PROBLEM DETAILS
Where the records below begin, start copying, and stop after the line that contains "box: [86, 107, 183, 120]"; reproduce every line exactly but omit pictures.

┌──

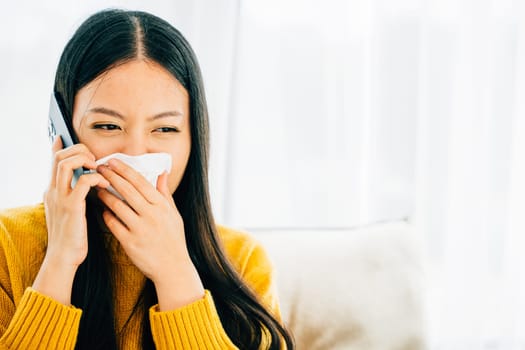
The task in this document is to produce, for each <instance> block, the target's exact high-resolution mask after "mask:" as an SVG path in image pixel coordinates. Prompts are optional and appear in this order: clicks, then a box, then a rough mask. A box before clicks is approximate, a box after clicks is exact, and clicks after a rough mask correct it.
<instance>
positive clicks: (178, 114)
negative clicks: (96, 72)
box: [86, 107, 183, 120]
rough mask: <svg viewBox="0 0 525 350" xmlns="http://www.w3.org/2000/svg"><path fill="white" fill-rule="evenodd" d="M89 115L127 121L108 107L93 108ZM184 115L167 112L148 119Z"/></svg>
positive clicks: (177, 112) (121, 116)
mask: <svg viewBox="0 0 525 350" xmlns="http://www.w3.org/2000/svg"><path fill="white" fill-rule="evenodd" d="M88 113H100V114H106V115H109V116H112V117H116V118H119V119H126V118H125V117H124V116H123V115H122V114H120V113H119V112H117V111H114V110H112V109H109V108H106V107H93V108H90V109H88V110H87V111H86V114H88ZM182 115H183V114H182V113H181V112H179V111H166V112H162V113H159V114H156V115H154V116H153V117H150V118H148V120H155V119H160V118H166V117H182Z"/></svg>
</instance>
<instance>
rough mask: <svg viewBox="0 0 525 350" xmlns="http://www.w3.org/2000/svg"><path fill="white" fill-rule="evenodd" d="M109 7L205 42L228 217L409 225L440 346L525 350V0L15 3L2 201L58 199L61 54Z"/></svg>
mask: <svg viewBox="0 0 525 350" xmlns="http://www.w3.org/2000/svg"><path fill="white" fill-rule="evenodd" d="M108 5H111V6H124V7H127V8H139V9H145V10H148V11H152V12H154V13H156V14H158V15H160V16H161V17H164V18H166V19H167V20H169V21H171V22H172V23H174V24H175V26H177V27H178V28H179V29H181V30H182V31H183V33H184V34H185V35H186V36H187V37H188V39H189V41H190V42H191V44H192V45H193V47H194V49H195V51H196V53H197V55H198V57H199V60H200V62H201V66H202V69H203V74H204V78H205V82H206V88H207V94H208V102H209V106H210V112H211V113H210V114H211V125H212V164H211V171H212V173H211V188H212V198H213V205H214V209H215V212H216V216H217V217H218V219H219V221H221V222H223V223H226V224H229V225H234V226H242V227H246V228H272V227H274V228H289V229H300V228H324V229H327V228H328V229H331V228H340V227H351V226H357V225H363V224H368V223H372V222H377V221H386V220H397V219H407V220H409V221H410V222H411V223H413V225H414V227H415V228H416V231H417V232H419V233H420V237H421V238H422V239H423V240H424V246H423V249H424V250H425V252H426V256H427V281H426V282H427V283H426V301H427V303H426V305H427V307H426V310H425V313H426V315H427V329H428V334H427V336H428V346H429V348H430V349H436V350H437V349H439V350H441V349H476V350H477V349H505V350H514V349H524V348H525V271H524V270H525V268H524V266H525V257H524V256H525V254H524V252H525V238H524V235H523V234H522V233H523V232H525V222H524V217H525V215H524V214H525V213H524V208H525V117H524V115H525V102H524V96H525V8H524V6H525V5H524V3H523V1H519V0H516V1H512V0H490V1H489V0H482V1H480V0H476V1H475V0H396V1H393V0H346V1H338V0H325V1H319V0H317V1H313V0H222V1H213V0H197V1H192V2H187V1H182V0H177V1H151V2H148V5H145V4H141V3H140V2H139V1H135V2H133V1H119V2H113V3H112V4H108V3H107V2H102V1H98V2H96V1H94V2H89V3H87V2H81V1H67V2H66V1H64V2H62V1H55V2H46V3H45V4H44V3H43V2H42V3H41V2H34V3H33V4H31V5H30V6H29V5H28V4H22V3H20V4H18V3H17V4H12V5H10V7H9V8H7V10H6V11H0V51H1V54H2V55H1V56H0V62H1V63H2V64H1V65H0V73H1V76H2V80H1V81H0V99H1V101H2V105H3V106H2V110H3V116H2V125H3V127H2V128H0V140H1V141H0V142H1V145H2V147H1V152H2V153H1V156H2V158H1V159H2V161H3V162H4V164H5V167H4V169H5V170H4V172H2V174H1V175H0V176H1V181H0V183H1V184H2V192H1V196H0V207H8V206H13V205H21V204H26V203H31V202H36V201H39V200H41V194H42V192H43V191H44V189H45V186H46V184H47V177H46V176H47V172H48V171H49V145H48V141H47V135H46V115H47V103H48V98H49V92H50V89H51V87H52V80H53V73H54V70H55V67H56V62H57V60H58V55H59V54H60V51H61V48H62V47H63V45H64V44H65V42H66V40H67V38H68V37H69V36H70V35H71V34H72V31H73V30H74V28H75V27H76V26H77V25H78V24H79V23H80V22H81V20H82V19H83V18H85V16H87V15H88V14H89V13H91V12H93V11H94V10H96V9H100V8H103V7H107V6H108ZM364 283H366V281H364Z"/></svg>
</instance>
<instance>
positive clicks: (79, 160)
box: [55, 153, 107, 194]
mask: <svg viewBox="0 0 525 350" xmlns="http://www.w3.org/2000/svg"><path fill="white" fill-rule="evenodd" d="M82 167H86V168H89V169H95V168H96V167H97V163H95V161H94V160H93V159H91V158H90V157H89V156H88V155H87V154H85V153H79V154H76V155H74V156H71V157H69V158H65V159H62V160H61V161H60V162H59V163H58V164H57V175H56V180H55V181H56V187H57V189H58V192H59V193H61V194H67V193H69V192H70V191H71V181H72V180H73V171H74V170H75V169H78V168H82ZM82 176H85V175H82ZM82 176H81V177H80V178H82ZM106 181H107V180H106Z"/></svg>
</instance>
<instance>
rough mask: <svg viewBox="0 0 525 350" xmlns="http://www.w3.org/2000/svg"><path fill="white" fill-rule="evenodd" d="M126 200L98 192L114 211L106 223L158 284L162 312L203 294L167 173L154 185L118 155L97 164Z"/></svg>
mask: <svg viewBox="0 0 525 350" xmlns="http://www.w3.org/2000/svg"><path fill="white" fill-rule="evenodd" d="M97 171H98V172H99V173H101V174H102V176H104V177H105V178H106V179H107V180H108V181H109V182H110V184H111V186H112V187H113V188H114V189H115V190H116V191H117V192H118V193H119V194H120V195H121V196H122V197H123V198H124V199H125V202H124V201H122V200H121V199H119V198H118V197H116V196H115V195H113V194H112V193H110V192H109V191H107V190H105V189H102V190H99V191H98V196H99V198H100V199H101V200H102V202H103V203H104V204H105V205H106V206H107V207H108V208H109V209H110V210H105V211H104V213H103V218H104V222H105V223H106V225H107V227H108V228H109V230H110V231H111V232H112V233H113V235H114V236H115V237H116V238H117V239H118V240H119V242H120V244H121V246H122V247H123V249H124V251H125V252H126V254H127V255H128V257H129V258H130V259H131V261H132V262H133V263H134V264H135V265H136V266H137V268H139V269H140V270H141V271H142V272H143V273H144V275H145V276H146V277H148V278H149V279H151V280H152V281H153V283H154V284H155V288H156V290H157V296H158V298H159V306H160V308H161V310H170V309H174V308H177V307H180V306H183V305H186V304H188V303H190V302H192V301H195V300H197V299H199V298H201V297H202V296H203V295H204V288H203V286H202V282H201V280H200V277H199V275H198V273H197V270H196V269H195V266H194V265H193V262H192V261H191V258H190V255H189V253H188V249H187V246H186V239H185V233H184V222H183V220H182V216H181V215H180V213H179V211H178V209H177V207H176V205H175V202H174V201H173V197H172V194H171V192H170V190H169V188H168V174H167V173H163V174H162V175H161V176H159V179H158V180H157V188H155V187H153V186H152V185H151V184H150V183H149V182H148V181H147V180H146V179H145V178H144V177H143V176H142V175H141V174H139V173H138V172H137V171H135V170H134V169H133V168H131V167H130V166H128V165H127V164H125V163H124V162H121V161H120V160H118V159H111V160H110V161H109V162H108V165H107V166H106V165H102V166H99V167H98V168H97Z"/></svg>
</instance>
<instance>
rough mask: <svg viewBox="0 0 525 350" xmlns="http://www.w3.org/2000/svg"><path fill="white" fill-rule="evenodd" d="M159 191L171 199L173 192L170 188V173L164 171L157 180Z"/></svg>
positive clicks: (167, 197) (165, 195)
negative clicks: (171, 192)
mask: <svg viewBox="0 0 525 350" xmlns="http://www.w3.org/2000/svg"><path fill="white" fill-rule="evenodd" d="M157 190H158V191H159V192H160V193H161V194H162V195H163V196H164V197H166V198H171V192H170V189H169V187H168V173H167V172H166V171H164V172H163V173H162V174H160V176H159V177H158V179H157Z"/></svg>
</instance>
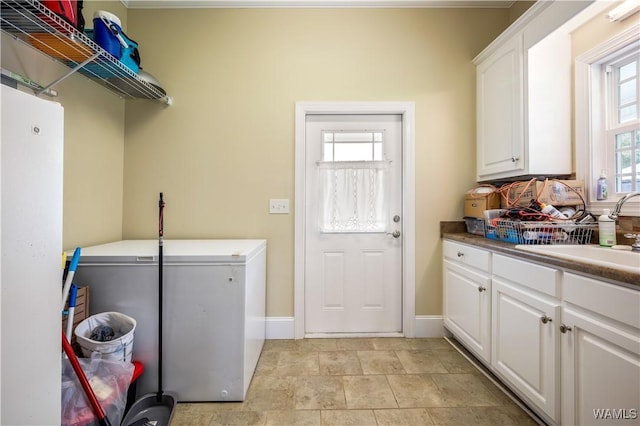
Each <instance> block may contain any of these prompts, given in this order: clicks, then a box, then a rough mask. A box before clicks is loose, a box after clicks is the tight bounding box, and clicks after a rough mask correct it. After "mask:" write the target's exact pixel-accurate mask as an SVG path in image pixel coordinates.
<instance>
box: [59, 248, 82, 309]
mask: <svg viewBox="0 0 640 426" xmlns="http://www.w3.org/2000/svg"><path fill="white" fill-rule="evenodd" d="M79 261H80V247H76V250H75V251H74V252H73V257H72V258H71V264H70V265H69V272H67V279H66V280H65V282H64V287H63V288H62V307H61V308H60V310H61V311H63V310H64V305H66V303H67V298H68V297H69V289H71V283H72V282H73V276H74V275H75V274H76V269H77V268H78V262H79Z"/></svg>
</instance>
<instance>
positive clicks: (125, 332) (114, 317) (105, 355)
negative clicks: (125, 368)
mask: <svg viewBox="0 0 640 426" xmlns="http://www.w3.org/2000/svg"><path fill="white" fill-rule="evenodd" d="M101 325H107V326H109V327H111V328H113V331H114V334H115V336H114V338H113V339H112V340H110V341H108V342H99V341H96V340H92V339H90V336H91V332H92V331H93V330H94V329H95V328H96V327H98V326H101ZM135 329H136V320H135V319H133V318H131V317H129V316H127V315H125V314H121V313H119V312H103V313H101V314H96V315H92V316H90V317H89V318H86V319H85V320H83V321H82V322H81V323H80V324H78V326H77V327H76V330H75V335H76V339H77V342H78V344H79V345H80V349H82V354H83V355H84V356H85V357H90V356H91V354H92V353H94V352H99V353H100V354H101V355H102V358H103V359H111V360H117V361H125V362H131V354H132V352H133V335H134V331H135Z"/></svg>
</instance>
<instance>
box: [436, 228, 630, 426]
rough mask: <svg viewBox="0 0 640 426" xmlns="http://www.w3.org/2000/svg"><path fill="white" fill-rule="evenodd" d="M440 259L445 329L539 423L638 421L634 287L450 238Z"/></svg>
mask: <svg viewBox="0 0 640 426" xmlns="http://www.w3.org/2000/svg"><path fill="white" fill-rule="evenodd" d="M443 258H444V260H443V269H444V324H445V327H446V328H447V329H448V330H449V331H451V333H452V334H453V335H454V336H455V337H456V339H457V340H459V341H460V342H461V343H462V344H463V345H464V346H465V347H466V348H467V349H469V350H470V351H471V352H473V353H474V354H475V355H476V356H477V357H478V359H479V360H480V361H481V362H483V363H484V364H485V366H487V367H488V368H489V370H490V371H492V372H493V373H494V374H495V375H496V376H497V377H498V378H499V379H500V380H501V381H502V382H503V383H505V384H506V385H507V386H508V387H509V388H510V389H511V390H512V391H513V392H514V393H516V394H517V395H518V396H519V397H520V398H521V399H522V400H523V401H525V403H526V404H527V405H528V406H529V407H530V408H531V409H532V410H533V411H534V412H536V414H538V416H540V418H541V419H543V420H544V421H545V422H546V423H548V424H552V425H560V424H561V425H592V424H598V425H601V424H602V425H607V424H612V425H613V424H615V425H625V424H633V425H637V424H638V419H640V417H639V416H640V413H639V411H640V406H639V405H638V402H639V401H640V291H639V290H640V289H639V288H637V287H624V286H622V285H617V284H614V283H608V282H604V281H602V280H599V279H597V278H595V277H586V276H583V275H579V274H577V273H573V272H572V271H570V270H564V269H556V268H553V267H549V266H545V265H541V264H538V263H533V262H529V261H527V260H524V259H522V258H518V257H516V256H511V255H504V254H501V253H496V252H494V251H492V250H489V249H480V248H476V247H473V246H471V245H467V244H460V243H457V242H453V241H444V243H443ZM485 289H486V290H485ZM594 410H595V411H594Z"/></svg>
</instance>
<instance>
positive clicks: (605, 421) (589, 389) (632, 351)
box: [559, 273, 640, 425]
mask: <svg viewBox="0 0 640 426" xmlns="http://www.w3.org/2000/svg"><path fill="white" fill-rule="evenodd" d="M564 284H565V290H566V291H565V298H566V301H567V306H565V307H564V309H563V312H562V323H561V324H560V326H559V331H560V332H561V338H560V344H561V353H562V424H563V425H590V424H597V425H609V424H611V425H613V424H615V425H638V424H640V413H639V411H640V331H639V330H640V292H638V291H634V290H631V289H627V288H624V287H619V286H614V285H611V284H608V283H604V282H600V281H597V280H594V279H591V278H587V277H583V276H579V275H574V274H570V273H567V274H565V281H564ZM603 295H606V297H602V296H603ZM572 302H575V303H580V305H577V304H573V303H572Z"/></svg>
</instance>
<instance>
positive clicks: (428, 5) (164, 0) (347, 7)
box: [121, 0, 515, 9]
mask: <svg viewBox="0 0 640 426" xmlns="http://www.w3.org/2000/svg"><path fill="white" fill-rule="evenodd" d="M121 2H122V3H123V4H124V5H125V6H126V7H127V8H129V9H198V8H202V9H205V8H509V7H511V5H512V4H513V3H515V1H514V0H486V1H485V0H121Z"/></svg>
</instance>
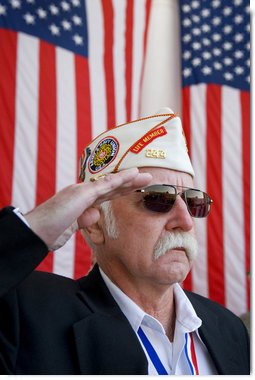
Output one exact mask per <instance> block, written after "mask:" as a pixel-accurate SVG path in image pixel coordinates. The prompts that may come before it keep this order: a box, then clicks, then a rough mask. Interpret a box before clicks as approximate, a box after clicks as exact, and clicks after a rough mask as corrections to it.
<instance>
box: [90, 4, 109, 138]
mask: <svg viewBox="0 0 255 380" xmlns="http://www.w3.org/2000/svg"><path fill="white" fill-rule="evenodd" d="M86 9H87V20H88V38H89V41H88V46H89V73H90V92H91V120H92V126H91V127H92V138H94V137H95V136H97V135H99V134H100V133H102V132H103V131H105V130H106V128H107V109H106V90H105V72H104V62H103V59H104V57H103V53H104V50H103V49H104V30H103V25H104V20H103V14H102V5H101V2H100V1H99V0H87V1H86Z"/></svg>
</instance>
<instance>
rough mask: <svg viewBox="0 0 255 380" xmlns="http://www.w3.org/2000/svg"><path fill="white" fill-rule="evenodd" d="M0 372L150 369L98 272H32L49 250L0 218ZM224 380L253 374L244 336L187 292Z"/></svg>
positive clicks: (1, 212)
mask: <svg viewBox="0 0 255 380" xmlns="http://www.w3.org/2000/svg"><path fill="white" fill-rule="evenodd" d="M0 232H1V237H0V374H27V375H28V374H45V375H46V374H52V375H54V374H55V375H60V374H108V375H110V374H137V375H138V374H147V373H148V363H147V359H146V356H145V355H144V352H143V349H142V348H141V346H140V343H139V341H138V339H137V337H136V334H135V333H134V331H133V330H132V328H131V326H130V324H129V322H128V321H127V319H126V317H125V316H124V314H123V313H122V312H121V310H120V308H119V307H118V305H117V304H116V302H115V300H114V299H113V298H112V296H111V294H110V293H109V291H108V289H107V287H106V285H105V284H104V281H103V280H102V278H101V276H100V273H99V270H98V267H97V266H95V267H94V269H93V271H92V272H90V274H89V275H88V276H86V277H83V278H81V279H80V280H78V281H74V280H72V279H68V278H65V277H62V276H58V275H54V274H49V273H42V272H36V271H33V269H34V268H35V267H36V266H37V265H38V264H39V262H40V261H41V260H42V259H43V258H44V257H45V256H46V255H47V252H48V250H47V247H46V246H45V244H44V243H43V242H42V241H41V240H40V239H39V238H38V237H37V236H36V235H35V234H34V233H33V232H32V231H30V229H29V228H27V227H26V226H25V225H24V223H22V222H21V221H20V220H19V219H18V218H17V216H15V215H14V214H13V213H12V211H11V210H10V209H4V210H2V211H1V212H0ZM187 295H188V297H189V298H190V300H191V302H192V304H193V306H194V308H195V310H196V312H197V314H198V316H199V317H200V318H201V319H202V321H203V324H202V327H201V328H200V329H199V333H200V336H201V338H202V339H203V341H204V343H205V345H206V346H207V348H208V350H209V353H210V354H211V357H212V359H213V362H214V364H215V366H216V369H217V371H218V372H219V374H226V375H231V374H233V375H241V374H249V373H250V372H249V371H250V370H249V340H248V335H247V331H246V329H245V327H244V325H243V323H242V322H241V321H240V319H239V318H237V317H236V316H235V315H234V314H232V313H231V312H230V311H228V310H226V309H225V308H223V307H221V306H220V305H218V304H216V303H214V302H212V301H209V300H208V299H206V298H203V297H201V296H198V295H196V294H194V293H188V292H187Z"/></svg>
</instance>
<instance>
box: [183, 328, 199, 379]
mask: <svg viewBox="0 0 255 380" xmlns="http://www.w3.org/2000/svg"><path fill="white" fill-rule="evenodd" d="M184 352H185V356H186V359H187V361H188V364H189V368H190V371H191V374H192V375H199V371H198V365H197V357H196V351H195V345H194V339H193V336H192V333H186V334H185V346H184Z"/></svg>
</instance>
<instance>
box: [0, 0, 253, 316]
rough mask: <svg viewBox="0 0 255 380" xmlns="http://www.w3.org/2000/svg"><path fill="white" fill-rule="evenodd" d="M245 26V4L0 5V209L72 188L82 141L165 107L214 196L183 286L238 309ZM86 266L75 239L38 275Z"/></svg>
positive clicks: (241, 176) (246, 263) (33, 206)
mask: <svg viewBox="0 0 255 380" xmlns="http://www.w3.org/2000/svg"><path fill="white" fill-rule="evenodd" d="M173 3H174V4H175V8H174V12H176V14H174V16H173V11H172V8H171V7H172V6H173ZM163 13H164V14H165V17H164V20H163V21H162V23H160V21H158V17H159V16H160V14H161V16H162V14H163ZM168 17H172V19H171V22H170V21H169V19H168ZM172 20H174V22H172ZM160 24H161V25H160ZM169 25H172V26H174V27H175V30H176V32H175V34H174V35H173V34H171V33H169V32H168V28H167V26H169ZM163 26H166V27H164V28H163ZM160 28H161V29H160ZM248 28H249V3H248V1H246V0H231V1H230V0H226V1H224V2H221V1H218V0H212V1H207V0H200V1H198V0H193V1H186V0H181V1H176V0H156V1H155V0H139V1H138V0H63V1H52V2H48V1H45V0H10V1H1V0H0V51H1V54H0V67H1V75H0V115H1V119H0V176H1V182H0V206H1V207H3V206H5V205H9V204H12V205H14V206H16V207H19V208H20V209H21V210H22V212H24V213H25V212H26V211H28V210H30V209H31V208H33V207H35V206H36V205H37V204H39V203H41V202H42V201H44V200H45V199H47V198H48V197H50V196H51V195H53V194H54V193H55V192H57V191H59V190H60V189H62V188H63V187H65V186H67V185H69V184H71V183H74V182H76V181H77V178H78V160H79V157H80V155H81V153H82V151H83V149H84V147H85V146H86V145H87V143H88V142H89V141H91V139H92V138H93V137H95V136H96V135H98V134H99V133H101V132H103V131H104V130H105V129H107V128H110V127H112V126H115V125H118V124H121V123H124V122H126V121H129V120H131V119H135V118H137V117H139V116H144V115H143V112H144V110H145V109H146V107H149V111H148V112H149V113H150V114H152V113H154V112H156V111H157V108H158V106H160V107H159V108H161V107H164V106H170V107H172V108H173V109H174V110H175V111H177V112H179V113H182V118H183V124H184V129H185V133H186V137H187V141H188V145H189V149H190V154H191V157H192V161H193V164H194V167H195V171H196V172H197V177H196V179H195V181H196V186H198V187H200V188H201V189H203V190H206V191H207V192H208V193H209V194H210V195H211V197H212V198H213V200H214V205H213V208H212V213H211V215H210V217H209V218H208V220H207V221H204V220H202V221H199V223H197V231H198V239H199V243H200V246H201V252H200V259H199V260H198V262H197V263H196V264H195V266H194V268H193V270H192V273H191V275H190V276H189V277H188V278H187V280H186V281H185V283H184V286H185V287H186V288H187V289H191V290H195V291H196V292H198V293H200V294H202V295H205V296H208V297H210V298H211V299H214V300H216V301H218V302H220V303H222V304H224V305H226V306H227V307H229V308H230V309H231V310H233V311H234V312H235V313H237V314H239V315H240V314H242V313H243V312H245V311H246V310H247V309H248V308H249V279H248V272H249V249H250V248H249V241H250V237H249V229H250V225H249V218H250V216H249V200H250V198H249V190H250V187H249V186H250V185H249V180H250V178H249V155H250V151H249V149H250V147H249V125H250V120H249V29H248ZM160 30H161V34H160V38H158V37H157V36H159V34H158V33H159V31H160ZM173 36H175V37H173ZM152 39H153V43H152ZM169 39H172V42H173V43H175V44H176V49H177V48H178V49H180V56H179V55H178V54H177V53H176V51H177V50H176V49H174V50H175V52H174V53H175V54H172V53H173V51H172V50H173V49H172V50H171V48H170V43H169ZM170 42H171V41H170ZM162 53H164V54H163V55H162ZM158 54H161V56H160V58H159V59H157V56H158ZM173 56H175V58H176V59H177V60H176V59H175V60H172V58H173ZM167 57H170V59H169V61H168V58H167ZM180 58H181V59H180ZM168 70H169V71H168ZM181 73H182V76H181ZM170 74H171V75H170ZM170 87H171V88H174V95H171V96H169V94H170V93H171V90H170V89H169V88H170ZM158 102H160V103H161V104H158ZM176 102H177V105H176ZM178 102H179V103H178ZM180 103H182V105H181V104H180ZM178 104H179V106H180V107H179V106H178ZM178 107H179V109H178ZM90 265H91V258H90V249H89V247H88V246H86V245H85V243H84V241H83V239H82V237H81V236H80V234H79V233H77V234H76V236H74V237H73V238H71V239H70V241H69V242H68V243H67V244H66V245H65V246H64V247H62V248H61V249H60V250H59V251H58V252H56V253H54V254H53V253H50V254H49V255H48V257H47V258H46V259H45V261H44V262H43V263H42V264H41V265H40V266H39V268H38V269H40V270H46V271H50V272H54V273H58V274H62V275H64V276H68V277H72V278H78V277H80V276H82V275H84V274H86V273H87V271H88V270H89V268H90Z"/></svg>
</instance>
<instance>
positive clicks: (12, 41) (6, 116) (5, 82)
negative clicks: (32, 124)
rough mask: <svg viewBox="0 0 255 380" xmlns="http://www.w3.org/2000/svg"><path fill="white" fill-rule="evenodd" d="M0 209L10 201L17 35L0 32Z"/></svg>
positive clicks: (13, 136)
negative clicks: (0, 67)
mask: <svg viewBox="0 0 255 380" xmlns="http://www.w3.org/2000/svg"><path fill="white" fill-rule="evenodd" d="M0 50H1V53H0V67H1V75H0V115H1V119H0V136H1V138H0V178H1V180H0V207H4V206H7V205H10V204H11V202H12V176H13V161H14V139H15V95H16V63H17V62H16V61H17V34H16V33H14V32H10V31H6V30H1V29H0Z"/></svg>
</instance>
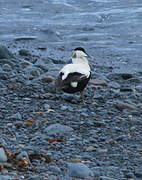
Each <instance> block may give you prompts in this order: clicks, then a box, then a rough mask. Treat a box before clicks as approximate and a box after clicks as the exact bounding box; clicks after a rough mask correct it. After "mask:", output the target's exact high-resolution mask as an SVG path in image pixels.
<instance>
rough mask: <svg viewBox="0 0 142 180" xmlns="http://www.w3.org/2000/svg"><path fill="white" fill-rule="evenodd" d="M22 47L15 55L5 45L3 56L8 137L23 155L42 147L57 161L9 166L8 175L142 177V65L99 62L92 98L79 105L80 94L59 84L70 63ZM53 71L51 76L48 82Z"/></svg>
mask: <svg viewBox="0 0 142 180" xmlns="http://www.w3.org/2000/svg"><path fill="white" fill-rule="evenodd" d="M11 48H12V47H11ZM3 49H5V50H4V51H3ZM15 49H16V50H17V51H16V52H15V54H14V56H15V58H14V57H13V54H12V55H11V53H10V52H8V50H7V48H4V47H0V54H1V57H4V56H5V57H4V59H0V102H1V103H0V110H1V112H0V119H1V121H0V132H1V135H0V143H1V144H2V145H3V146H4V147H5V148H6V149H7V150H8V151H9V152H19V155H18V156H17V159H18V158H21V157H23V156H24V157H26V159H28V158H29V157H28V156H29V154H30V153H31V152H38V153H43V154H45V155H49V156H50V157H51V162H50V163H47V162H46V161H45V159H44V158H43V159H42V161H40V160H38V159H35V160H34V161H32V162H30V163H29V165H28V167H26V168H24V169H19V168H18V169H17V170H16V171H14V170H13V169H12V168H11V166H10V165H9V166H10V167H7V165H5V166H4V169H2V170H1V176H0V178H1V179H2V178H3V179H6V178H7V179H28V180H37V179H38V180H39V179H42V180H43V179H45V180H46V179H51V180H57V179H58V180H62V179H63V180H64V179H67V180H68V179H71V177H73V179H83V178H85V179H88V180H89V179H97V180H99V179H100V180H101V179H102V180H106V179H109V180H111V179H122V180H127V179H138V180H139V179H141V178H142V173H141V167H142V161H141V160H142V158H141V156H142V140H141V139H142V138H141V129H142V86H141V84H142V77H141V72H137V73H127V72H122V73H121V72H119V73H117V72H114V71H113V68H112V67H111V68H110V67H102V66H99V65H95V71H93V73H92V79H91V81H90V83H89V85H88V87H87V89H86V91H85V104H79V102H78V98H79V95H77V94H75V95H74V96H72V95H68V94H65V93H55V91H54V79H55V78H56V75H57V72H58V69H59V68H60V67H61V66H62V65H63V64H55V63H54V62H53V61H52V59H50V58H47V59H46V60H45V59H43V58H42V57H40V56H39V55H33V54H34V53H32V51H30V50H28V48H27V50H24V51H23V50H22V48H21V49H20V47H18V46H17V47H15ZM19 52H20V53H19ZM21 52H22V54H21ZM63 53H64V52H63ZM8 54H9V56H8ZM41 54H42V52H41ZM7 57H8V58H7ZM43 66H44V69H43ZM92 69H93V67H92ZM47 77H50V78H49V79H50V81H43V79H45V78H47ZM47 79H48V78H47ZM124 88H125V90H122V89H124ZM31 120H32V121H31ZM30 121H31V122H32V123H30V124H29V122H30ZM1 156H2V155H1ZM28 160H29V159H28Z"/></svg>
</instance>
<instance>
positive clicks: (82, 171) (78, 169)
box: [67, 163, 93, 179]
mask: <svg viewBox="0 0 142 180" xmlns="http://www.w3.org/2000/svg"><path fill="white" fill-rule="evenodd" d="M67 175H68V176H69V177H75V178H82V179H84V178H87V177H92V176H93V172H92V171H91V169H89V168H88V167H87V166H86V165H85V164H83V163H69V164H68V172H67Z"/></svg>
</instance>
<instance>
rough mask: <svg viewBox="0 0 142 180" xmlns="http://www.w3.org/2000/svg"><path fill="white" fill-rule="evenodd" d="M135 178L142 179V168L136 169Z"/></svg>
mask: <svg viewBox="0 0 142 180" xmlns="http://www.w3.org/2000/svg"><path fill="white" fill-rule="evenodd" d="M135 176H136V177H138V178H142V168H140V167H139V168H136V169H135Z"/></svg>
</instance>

└──

WRITTEN ANSWER
The task in this document is to produce, for each <instance> block, the target's exact high-resolution mask after "mask:" as an SVG path in image pixel coordinates. Prompts are optional and appear in this order: clicks, then a box, then a rough mask. A box before clicks is approximate, a box after clicks is exact, and clicks after a rough mask correct it.
<instance>
positive clicks: (178, 114)
negative clicks: (96, 72)
box: [86, 107, 183, 120]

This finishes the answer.